» **Parts of the exercise**
1. Answer these questions using the convention speech:
(a) What position does the speaker say he holds?
(b) Which three elements of connecting to communities will be examined during the convention?
(c) In what year did Sandy Rowe lead the move from the Journalism Values Institute to work on newspaper credibility?
2. Return each line of the entries that includes the word "hand".

» **Given text**

* begin *

Building connections to readers on 3 pillars

Credibility, diversity and encouraging readership each offer newspapers opportunities to connect with parts of their communities

By N. Christian Anderson III

This is adapted from Anderson’s convention speech.

I want to talk with you today about newspapers and editing newspapers — and to look backward and forward. My only regret is that we’re not doing this in the month of January. Janus, you know, had two heads, which enabled him to look forward and backward simultaneously.

I am not certain that we need to look both ways all the time. But we should pause from time to time to remember what we have learned from the past.

Today, I want to apply lessons from the past and thoughts about the future to map out ways that we can better connect ourselves to the communities we serve and connect the good people of those communities with each other.

First, I want to offer my perspective about the state of newspaper journalism today. And to say a word or two about my perspective. As you know, I am a publisher. I suspect that for some of you, that disqualifies me to talk about journalism. Well, I submit that I haven’t gone brain-dead since I became a publisher, although some of you might think I was brain-dead as an editor.

What I have to say is not about blurring the line between selling advertising and presenting the news. It’s not about pandering to readers. It is about our role as people of goodwill, who want to do good journalism with a purpose.

Unfortunately, I fear that we are confused. We’re confused about who we are and what we do. We’re confused about how to define journalism. We are confused about what kind of journalism best serves our interests.

We are confused because we are forcing ourselves to make some choices that we don’t want to make. The question we ought to ask ourselves is whether we really have to make these choices.

Today, I want to challenge us to think clearly about our role as journalists. I want us to think about doing the right thing — something different from how many of us define success. I want to ask you to think about our role in creating, building and nurturing communities — in connecting communities. I want you to think about our role as stewards in our communities.

During the convention, we will look at three elements of connecting to communities — credibility, diversity and readership. It is useful for us to examine each, and also remind ourselves of how they are so intertwined.

Credibility

In 1997, when Sandy Rowe led us from the Journalism Values Institute to our multiyear work on improving the credibility of our newspapers, she was prescient. And while that was unfortunate in one respect, in another it was very fortunate.

* end *

» **Data section**
* begin *

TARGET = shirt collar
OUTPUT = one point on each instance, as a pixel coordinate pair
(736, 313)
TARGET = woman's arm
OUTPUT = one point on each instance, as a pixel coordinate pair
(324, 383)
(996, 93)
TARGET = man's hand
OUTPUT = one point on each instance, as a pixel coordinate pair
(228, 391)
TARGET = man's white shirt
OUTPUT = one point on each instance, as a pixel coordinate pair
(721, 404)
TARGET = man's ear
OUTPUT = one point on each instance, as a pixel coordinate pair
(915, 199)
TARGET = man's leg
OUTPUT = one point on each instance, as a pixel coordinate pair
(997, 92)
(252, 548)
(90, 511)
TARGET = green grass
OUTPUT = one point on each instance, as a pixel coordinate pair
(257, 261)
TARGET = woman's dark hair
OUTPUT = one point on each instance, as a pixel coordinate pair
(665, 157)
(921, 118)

* end *
* begin *

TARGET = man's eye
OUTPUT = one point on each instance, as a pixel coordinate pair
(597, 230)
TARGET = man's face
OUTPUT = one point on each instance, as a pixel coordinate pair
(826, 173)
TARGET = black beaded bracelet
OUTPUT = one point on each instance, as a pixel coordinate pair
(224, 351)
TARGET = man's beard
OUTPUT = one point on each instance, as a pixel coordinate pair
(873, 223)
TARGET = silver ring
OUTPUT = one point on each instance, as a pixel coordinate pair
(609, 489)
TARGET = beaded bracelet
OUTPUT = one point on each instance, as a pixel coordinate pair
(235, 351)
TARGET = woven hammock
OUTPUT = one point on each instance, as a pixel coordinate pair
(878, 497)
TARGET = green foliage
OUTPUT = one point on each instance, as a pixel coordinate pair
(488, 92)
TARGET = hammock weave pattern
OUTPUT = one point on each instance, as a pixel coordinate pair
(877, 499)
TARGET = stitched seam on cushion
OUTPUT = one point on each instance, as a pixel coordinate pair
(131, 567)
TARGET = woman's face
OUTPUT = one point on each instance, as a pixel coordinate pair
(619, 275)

* end *
* begin *

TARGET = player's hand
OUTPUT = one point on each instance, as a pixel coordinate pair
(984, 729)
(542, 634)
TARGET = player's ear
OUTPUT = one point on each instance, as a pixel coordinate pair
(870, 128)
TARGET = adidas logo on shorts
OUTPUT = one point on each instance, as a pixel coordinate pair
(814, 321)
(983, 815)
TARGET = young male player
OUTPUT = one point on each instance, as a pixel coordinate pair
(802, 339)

* end *

» **Responses to the tasks**
1.
(a) He is a publisher.
(b) Credibility, diversity and readership.
(c) 1997.

2.
TARGET = man's hand
TARGET = player's hand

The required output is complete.